# TEXT EXCERPT
According to Courthouse News Service (CNS), sodium benzoate, sodium propionate, and benzoic acid will now be permissible for use in preserving and treating meat and poultry products, despite having been previously banned. FSIS has long been of the persuasion that major food corporations would attempt to use such additives to "conceal damage or inferiority in meat and poultry," but the agency's view has apparently changed.

After Kraft submitted its own company-funded trials claiming that the three preservative chemicals are allegedly safe, and that they supposedly cannot be used to disguise sub par meat and poultry products, the USDA suddenly changed its mind about them. This is all according to its mouthpiece, the U.S. Food and Drug Administration (FDA), which made the announcement recently about the change.

"Kraft submitted data collected from its in-plant trials and from scientific studies that show that these substances do not conceal damage or inferiority, or make products appear better or of greater value than they are under the proposed conditions of use," says FSIS.

Factory food companies commonly use chemical preservatives, anti-microbials to mask inferior meat

This is a nice story, but according to admissions made by both Kraft and Kemin, use of these additives will indeed be used to disguise inferior meat and poultry products. According to CNS, the two companies admittedly petitioned FSIS to allow use of the chemicals in liquid form to kill pathogens like Listeria monocytogenes, which typically only exist in tainted meat derived from factory farms.

Industrial agriculture is a filthy business, especially when animals are involved. Rather than have access to pasture and the outdoors, cows and chickens from factory farms live most, if not all, of their lives in confinement, where they wallow in their own feces, and sometimes even in the rotting carcasses of other dead animals. As a result, such animals become ill, and their systems infected with harmful pathogens that must be eliminated before human consumption.

(Natural language descriptions of regions)
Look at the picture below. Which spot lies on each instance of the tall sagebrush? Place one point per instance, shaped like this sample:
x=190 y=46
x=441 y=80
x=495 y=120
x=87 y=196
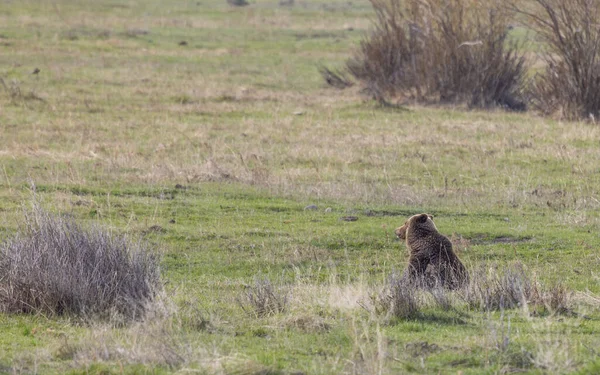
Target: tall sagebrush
x=455 y=51
x=570 y=84
x=55 y=266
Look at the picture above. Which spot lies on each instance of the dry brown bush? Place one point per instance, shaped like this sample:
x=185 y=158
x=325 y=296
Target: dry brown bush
x=55 y=266
x=448 y=51
x=570 y=84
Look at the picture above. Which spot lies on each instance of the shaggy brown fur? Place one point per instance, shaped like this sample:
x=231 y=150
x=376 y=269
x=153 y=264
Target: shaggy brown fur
x=432 y=259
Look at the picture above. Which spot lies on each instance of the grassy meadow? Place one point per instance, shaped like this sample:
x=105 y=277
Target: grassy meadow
x=207 y=130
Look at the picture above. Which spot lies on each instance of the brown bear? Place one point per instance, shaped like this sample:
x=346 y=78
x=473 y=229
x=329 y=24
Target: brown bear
x=432 y=260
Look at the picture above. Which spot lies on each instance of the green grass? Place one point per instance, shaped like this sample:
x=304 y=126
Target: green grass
x=213 y=150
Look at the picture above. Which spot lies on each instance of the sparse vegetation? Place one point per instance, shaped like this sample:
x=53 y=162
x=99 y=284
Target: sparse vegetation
x=441 y=51
x=212 y=151
x=263 y=299
x=54 y=266
x=569 y=87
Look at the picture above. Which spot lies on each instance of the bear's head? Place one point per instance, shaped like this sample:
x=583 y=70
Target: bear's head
x=421 y=221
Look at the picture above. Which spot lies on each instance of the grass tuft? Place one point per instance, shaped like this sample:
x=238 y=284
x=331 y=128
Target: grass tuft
x=55 y=266
x=263 y=299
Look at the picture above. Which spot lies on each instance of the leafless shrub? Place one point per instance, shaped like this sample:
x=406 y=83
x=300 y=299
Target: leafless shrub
x=570 y=85
x=263 y=299
x=55 y=266
x=454 y=51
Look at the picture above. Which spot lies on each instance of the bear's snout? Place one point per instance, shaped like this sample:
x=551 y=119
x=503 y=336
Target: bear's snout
x=401 y=232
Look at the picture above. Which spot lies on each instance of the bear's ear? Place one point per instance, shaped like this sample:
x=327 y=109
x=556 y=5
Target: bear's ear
x=422 y=218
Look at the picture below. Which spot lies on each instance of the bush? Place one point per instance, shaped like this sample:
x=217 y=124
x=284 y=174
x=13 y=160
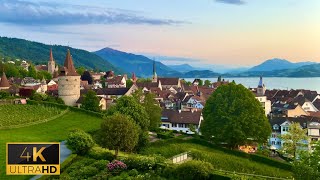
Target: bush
x=100 y=153
x=143 y=163
x=79 y=142
x=193 y=170
x=165 y=135
x=100 y=165
x=84 y=172
x=80 y=163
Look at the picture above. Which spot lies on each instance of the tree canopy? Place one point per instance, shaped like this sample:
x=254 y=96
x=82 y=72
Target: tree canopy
x=294 y=139
x=119 y=132
x=233 y=115
x=86 y=76
x=128 y=105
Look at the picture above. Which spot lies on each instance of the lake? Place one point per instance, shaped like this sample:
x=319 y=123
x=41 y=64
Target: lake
x=275 y=82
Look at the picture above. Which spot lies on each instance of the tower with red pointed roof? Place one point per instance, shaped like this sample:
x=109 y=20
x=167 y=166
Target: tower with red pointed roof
x=69 y=82
x=51 y=63
x=4 y=83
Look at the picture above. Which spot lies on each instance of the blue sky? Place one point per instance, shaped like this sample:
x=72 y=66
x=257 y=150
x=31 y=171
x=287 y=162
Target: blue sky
x=230 y=32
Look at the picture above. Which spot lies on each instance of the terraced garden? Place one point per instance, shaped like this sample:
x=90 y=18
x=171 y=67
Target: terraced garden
x=220 y=158
x=23 y=115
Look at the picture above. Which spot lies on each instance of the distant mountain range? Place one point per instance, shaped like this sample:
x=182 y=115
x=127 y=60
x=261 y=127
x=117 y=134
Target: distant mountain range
x=278 y=64
x=38 y=53
x=139 y=64
x=182 y=68
x=123 y=62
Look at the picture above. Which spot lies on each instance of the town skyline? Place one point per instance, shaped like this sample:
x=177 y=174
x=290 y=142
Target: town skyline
x=224 y=32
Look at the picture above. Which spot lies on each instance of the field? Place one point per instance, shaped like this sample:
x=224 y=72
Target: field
x=55 y=130
x=221 y=159
x=13 y=115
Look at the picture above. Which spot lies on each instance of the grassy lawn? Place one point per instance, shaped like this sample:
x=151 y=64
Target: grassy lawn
x=220 y=159
x=55 y=130
x=23 y=114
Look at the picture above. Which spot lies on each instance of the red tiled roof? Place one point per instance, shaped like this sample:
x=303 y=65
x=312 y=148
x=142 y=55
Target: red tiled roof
x=186 y=117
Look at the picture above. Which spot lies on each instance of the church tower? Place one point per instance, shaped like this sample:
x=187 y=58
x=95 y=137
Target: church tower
x=4 y=83
x=69 y=82
x=51 y=64
x=154 y=77
x=261 y=90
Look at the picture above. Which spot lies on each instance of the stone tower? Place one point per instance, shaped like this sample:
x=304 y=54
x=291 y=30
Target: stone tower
x=154 y=77
x=51 y=64
x=69 y=82
x=4 y=83
x=261 y=90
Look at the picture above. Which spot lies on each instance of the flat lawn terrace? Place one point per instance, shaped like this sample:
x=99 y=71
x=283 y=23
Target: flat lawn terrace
x=22 y=115
x=45 y=129
x=222 y=159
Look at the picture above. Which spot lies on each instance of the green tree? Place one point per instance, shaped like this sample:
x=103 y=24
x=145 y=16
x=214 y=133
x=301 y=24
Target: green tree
x=86 y=76
x=129 y=83
x=308 y=166
x=79 y=141
x=200 y=82
x=32 y=71
x=119 y=132
x=80 y=70
x=91 y=101
x=233 y=115
x=44 y=74
x=153 y=110
x=207 y=82
x=4 y=95
x=294 y=140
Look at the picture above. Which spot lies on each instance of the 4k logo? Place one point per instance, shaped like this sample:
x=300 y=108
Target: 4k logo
x=33 y=158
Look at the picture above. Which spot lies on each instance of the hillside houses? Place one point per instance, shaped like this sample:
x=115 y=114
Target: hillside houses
x=280 y=126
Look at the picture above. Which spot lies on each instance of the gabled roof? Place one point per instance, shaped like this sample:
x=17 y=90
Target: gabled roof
x=147 y=85
x=300 y=100
x=68 y=69
x=112 y=91
x=115 y=80
x=169 y=81
x=4 y=81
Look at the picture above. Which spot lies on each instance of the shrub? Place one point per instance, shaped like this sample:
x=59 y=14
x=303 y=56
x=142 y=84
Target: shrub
x=82 y=162
x=193 y=170
x=116 y=166
x=100 y=153
x=84 y=172
x=144 y=163
x=100 y=165
x=79 y=142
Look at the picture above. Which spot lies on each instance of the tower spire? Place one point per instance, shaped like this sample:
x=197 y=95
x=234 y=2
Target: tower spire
x=51 y=55
x=4 y=83
x=154 y=77
x=68 y=64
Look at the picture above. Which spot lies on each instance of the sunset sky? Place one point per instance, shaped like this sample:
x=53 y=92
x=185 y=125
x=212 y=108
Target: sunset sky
x=230 y=32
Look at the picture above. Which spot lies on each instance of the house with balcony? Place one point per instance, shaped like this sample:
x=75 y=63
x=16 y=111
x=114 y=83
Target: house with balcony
x=181 y=120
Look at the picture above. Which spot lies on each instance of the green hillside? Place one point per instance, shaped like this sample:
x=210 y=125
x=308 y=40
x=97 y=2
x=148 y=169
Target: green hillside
x=52 y=131
x=38 y=53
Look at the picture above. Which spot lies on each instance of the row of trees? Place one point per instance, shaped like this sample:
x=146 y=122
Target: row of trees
x=127 y=123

# PROBLEM
Swap "preservative chemicals" for "food additives" in the passage of the meat preservative text that begins with "After Kraft submitted" and ends with "about the change.", and give that passage again with the change.

# THE COMPLETED TASK
After Kraft submitted its own company-funded trials claiming that the three food additives are allegedly safe, and that they supposedly cannot be used to disguise sub par meat and poultry products, the USDA suddenly changed its mind about them. This is all according to its mouthpiece, the U.S. Food and Drug Administration (FDA), which made the announcement recently about the change.